▶ **所附文章**:
------------

| 摘要: | 從不同帶電性穩定劑中所合成的金奈米粒子(AuNPs),經由中性界面活性劑(Hex-OPE-PEO)在其表面進行修飾反應後,可以利用微胞電動層析法(MEKC)加以分析。利用此方法,我們可以測定表面帶有不同穩定劑的AuNPs之大小和分布情形。在本論文中我們利用此電泳技術研究分別以陰離子型、陽離子型、中性以及兩性離子型界面活性劑為穩定劑所合成的AuNPs的性質。
我們發現,反應物混合方法會影響所合成AuNPs的性質。例如,在陰離子(SDS)系統中使用一次加入合成法可以得到粒徑分布較窄的結果;反之,在陽離子(CTAB)系統中使用分段逐次合成法所得產物之再現性與保存穩定性較佳。在陰、陽離子型界面活性劑中添加飽和芘,都可以在合成過程中有效抑制AuNPs成長反應,得到粒徑較小的產物。
在雙界面活性劑中(中性F127+陽離子或陰離子型界面活性劑)合成AuNPs,若添加還原劑(NaBH4),易形成粒徑分布廣的產物;若只由F127擔任還原劑,則所得粒徑大小可由F127濃度控制,且分布較小。在兩性離子型界面活性劑(TDAPS)系統中,除了在低濃度(0.1 mM)TDAPS中,否則改變NaBH4濃度、TDAPS濃度或合成方法,對於所合成粒徑並無顯著影響。我們發現在SDS中以一次添加合成法合成AuNPs時,當提高還原劑濃度或在低溫進行合成反應,會得到較小粒徑AuNPs。此外,在SDS系統中使用晶種促進成長法合成AuNPs時,似乎應在適當濃度晶種中以分次少量方式添加HAuCl4和NaBH4,降低新晶種的形成,而在原添加晶種上成長,如此才能合成粒徑分布較窄的AuNPs。
Gold nanoparticles (AuNPs) synthesized in surface stabilizers with different charge polarities can be analyzed by micellar electrokinetic chromatography (MEKC) after undergoing surface modification reaction with a neutral surfactant (Hex-OPE-PEO). By using this approach, the particle sizes and distributions of AuNPs capped with different stabilizers can thus be determined. In the thesis, we utilized this CE-based method to study the properties of AuNPs synthesized in anionic, cationic, neutral, and zwitterionic surfactants, respectively.
We found that mixing reactants in different ways would result in AuNPs with different properties. For example, in the anionic (SDS) system, one-pot synthetic method could produce AuNPs with narrower distribution. On the other hand, in the cationic (CTAB) system, stepwise addition method would generate AuNPs with better reproducibility and storage stability. With the addition of saturated pyrene in anionic and cationic surfactants, particle growth reaction could be suppressed and smaller size of AuNPs would be obtained.

------------

(座標標註條目)
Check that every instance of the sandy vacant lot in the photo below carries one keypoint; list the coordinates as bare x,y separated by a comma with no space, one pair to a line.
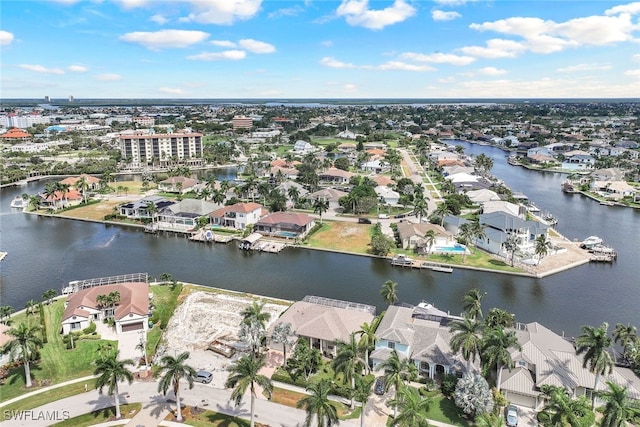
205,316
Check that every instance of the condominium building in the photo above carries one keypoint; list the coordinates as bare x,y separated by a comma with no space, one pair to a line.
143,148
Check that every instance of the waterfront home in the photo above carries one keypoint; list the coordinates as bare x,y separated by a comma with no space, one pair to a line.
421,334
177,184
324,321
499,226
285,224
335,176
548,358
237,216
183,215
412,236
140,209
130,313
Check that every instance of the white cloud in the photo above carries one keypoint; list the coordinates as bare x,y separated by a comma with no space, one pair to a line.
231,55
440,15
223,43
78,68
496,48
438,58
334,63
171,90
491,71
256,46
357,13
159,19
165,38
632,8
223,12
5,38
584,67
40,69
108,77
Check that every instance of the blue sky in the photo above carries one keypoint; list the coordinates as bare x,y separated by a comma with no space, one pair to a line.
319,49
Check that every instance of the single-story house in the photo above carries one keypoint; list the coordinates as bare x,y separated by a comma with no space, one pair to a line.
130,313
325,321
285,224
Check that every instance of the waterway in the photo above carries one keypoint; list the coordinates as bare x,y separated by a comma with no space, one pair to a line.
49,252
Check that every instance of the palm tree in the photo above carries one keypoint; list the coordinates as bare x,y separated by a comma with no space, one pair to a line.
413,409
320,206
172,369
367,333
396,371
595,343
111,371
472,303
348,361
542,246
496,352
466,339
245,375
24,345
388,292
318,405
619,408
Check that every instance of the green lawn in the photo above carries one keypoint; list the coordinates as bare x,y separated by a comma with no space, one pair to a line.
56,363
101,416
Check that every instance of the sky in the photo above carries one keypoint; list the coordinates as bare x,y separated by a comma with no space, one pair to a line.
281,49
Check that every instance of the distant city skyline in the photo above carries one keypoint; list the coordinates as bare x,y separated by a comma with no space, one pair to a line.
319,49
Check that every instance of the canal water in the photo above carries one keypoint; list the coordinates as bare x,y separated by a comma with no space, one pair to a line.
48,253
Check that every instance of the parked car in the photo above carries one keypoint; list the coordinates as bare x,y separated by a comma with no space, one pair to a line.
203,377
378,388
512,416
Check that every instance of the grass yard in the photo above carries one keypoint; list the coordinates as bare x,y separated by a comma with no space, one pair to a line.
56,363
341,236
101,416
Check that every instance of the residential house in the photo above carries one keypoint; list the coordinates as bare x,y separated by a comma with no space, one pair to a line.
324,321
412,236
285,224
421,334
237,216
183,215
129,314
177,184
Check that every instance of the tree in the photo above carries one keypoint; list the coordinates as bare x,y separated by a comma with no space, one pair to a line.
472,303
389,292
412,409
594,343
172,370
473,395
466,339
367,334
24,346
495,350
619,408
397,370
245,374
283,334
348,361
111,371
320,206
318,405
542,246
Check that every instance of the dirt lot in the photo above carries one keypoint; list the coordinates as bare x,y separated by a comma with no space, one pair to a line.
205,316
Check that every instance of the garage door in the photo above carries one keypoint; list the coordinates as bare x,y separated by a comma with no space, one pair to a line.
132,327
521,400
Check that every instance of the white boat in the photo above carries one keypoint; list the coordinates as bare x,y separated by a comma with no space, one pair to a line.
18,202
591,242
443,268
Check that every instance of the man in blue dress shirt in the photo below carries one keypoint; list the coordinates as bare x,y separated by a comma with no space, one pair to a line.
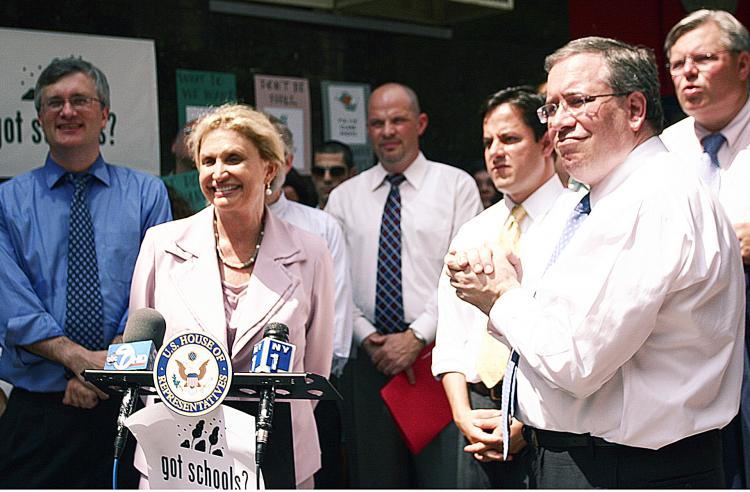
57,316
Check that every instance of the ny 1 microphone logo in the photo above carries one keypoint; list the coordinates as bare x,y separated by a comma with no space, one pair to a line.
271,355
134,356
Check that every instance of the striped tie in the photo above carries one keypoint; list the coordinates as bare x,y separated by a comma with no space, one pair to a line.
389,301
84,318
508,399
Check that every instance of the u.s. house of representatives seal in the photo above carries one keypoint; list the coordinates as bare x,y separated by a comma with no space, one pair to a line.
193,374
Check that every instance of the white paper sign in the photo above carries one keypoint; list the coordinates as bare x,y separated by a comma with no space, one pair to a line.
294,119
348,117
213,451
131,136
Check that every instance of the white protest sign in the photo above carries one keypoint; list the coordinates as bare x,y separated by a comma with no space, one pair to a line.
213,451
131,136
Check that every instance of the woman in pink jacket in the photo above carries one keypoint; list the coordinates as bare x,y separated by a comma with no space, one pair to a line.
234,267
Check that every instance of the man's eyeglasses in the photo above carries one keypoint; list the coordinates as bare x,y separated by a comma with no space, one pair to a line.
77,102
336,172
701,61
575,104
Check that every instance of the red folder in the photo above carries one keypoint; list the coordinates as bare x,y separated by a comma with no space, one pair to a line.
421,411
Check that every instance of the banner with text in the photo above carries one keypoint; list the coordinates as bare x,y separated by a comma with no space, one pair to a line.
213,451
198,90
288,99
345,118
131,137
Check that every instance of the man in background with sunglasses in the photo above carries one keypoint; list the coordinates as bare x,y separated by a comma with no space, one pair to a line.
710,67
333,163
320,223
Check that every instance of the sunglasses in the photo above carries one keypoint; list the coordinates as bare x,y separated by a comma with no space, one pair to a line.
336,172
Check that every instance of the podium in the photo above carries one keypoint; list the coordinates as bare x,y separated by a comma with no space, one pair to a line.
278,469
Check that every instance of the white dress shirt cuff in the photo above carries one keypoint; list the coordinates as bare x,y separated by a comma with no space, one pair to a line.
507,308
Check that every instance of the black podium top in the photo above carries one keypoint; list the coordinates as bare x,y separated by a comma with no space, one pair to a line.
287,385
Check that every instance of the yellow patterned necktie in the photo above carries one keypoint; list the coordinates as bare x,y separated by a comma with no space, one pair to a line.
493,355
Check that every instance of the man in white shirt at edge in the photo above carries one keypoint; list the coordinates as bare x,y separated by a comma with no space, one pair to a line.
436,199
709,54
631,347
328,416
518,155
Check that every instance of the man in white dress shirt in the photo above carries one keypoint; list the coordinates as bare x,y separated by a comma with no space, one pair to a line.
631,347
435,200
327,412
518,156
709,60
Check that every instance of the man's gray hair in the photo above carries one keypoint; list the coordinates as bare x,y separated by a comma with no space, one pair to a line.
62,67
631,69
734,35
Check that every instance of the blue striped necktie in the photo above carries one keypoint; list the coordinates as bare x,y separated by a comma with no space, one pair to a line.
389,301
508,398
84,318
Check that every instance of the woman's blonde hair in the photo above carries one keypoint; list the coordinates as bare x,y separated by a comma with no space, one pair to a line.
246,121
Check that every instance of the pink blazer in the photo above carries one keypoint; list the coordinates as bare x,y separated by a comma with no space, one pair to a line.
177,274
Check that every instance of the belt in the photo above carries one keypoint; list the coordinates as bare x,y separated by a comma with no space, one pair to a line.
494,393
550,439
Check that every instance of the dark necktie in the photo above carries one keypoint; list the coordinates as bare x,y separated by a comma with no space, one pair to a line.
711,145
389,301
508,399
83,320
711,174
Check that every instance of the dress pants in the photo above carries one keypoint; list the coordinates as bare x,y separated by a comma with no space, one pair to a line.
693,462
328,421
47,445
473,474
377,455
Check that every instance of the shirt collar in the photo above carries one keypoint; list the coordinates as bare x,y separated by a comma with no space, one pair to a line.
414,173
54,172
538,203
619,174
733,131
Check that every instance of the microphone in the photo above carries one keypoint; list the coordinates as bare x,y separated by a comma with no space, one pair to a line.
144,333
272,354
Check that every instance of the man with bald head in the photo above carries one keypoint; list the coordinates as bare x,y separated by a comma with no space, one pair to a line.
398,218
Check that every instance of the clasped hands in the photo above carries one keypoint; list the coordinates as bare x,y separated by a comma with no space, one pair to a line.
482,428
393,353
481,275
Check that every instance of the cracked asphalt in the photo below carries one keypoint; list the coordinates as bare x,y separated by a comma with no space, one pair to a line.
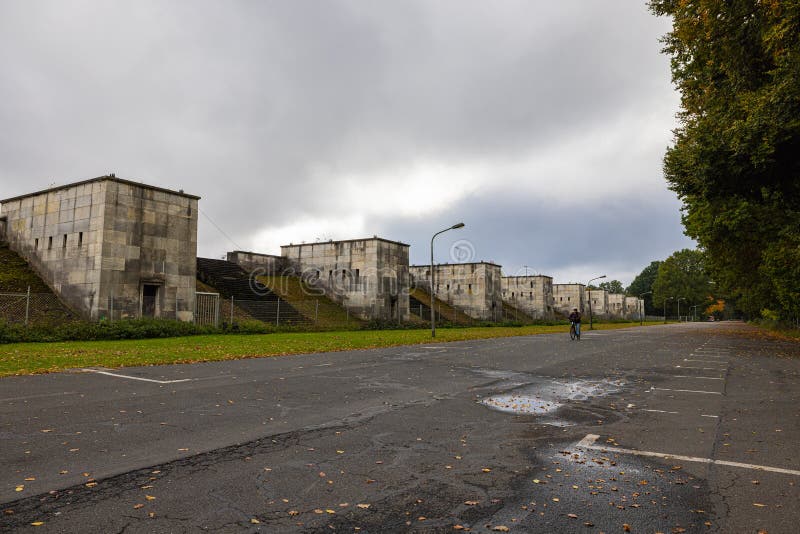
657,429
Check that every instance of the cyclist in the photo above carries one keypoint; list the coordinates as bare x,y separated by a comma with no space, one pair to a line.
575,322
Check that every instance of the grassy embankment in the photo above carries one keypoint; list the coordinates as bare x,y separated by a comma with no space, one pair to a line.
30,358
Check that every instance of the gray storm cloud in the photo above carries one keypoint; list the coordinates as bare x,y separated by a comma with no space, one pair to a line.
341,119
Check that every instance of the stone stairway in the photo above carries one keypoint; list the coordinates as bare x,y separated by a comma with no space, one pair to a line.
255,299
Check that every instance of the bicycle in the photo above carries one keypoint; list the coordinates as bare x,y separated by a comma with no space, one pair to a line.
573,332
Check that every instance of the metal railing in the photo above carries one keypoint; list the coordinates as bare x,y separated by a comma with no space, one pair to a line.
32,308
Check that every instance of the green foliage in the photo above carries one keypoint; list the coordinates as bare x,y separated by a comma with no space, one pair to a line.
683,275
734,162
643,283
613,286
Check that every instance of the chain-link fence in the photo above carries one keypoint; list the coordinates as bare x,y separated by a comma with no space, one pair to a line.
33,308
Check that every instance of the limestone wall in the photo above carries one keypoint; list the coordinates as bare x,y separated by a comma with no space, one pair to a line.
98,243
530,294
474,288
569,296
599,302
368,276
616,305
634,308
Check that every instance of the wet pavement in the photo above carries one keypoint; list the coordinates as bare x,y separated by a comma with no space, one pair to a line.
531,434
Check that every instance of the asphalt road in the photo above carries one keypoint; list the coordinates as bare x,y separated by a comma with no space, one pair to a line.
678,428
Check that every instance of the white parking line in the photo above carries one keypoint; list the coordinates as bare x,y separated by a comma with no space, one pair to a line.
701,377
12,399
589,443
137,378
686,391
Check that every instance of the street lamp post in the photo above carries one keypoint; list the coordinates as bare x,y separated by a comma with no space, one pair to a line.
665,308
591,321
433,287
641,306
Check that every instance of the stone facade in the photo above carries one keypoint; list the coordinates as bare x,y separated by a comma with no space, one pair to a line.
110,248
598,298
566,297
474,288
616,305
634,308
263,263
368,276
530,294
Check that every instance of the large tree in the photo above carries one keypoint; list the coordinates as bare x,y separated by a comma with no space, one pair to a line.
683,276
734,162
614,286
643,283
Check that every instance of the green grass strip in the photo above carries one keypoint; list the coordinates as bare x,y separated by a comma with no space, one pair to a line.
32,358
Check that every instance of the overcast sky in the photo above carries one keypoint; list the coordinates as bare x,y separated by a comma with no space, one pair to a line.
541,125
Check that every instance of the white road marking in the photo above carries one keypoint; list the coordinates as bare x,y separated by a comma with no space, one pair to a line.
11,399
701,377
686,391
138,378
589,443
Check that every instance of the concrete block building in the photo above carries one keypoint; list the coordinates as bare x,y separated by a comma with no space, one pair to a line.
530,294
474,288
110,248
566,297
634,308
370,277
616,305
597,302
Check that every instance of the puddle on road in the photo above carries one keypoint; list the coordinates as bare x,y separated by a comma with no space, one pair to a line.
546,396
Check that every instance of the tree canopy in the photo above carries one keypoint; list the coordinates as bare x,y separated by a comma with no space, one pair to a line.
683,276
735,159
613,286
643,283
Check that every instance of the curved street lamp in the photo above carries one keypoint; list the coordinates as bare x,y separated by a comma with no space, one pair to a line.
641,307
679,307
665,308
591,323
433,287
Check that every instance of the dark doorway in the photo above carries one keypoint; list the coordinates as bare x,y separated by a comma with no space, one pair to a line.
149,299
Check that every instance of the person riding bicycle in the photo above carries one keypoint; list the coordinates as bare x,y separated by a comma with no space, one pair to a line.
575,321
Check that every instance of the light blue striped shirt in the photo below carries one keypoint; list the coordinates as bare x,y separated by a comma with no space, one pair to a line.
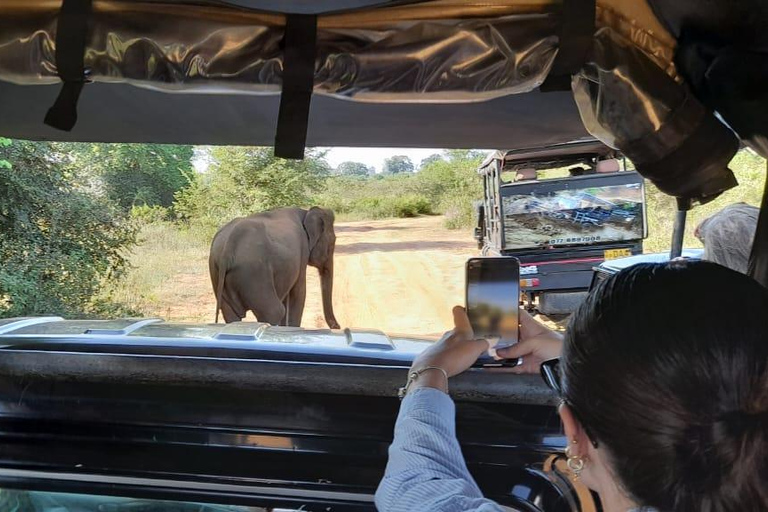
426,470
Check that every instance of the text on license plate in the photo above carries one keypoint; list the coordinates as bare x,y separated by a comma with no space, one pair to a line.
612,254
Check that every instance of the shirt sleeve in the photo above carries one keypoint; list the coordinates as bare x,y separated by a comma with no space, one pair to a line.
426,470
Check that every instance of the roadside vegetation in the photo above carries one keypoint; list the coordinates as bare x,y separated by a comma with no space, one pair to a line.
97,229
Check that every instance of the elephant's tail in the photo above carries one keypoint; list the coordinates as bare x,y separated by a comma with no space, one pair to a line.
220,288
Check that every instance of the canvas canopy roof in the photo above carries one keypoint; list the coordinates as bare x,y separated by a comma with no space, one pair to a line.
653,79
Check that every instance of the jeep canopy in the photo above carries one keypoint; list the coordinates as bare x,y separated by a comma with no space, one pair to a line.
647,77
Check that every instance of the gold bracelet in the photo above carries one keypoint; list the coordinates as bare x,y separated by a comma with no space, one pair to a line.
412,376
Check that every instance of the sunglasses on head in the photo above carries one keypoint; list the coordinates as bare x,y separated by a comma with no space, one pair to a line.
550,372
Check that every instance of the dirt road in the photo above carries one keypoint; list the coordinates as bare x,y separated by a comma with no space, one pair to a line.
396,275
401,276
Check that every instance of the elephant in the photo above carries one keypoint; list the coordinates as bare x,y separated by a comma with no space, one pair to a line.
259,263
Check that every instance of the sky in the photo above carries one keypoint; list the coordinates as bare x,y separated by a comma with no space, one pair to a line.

------------

▶ **作答要求**:
A – 根據上文的金奈米粒子論文摘要，在陰離子（SDS）系統中，採用哪一種合成法可以得到粒徑分布較窄的AuNPs？
B – 從上列條目中摘出所有含有字串“bicycle”的行。

▶ **各題解答**:
A – 一次加入合成法。

B –
Check that every instance of the bicycle in the photo above carries one keypoint; list the coordinates as bare x,y separated by a comma with no space, one pair to a line.
Check that every instance of the person riding bicycle in the photo above carries one keypoint; list the coordinates as bare x,y separated by a comma with no space, one pair to a line.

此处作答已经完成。